━━ Исходные строки ━━

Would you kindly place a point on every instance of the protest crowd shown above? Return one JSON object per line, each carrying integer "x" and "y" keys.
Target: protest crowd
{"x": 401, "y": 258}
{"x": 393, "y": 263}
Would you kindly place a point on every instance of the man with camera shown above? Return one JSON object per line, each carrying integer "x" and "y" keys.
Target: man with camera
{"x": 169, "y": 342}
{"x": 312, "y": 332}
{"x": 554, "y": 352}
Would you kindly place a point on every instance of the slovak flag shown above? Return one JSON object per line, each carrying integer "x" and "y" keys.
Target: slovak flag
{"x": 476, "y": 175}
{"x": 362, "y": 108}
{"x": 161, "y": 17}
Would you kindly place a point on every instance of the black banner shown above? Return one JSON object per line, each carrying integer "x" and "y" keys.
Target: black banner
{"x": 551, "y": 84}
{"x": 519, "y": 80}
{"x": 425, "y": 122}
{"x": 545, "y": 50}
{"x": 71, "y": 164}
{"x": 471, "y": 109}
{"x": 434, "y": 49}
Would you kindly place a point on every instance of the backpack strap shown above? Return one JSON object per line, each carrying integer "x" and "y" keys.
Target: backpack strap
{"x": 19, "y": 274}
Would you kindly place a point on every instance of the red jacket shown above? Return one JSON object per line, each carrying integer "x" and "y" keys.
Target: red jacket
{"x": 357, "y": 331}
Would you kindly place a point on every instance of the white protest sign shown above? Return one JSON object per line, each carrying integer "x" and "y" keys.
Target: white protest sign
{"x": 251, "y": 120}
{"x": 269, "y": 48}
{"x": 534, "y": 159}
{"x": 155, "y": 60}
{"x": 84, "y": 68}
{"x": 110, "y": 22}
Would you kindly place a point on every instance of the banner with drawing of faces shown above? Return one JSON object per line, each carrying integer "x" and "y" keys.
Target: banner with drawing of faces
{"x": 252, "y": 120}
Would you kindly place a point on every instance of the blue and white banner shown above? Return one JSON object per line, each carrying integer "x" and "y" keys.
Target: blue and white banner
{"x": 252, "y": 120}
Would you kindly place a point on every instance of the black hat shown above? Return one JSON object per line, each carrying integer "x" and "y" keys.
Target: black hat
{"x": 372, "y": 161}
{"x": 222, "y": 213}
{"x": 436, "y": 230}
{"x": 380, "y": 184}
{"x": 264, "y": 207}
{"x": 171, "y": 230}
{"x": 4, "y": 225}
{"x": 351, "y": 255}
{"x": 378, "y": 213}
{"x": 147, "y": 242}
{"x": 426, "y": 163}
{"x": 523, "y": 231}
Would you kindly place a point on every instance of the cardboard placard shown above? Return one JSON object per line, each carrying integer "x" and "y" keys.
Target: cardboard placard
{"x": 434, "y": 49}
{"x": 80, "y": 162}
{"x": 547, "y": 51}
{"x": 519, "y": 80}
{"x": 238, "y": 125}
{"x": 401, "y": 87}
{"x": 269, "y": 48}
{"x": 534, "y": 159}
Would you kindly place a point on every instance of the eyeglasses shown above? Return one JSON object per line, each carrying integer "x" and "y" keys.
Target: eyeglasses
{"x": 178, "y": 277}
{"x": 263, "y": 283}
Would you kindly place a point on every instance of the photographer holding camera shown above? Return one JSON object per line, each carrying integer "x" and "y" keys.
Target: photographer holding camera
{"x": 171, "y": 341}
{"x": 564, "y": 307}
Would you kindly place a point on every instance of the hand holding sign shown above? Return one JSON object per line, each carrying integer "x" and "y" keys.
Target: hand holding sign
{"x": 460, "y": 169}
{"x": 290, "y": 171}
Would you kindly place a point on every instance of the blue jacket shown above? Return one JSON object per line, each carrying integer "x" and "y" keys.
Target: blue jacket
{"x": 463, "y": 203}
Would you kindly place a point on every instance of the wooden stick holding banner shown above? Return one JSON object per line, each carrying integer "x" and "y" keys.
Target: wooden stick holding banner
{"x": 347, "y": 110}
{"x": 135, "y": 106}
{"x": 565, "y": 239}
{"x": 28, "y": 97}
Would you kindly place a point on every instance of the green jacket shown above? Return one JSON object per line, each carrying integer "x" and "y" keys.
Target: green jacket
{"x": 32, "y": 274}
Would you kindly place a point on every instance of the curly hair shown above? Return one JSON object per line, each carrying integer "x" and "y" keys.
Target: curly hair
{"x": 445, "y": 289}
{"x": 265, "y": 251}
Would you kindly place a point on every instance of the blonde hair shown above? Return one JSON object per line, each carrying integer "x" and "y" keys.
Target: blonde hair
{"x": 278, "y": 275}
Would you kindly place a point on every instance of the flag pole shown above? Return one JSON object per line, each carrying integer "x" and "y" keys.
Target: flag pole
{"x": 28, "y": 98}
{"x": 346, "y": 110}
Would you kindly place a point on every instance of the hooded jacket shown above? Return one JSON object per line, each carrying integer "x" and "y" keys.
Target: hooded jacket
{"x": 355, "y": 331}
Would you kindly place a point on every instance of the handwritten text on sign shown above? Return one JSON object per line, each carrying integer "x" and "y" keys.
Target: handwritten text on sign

━━━

**Задание:** Перепишите строки начиная со строки с «of the handwritten» и до конца, поставив «printed» вместо «handwritten». Всё остальное не меняйте.

**Результат:**
Would you kindly place a point on every instance of the printed text on sign shown above? Return one JSON object per line, each carrying integer "x" and "y" keys.
Target: printed text on sign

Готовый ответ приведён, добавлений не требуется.